▶ **What you should do**: Transcribe each record exactly, but omit pictures.

▶ **Data provided**:

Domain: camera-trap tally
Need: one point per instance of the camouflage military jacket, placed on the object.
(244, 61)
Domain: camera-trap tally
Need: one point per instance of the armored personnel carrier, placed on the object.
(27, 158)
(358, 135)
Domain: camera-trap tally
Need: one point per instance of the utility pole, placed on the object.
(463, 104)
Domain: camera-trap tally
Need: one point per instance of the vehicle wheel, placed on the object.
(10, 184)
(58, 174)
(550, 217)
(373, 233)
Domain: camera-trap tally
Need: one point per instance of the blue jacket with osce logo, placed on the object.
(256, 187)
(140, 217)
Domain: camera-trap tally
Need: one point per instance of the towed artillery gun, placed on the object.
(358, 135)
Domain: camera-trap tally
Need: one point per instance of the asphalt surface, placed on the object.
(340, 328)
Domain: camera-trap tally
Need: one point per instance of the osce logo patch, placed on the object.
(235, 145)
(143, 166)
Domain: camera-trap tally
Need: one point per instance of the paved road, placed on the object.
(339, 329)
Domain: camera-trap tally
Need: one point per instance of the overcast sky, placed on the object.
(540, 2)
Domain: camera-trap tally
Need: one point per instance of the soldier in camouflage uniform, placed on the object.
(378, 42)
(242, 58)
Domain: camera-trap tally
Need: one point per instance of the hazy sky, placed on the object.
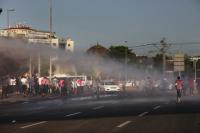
(111, 21)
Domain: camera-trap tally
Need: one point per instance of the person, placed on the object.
(191, 86)
(179, 87)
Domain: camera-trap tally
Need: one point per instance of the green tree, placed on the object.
(118, 53)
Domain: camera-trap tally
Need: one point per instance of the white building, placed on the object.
(37, 36)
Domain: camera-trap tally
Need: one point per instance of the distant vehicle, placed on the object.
(109, 86)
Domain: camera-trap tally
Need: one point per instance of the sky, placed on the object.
(110, 22)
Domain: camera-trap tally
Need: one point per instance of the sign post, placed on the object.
(179, 64)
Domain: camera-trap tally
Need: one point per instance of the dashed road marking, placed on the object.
(34, 124)
(143, 114)
(167, 103)
(157, 107)
(73, 114)
(124, 123)
(99, 107)
(25, 102)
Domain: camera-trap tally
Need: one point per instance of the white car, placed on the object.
(109, 86)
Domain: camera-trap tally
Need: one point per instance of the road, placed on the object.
(116, 115)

▶ **Task response**:
Domain: camera-trap tally
Need: one point per instance of the camouflage military jacket, placed on the object.
(244, 61)
Domain: camera-trap tally
Need: one point per instance of the armored personnel carrier, placed on the object.
(27, 158)
(358, 135)
Domain: camera-trap tally
Need: one point per instance of the utility pole, placed on the object.
(463, 104)
Domain: camera-trap tally
Need: one point per instance of the vehicle wheel, placed on the object.
(10, 184)
(58, 174)
(550, 217)
(373, 233)
Domain: camera-trap tally
Need: one point per instance of the blue jacket with osce logo, placed on the object.
(256, 187)
(140, 217)
Domain: camera-trap tally
Need: one point per instance of the towed artillery gun, placed on the object.
(358, 135)
Domain: camera-trap tally
Need: one point per instance of the asphalt surface, placed on the object.
(340, 328)
Domain: camera-trap tally
Need: one point per instance of the osce logo patch, placed on the object.
(235, 145)
(143, 166)
Domain: camera-trap tally
Need: one point per instance of the paved road, placed on the object.
(339, 329)
Domain: camera-trap tally
Need: one point per instance of the overcast sky, placed on the object.
(540, 2)
Domain: camera-trap tally
Need: one point per instance of the soldier in camouflage uniform, placed on the object.
(378, 42)
(242, 58)
Domain: camera-trap tally
Need: one point per instance of the hazy sky, placed on the object.
(111, 21)
Domain: camera-trap tally
Need: one point per instance of the person, placed on the object.
(191, 86)
(179, 87)
Domain: camera-trap tally
Need: one point per instance of the green tree, placed on the object.
(118, 53)
Domain: camera-trap tally
Need: one point per instance of the white building, placed on the object.
(37, 36)
Domain: camera-trap tally
Need: one point per instance of the distant vehicle, placed on the object.
(109, 86)
Domain: camera-trap tally
Need: one point per instance of the sky, placed on the object.
(110, 22)
Domain: camera-trap tally
Need: one point per instance of the sign post, placed on the object.
(179, 64)
Domain: camera-trap tally
Need: one point per instance of the dashed road marking, placed on the object.
(34, 124)
(143, 114)
(167, 103)
(157, 107)
(73, 114)
(124, 123)
(99, 107)
(25, 102)
Domain: camera-trap tally
Need: one point per instance of the white car, placed on the object.
(109, 86)
Domain: camera-trap tally
Need: one point per instance of the road, placed on the object.
(116, 115)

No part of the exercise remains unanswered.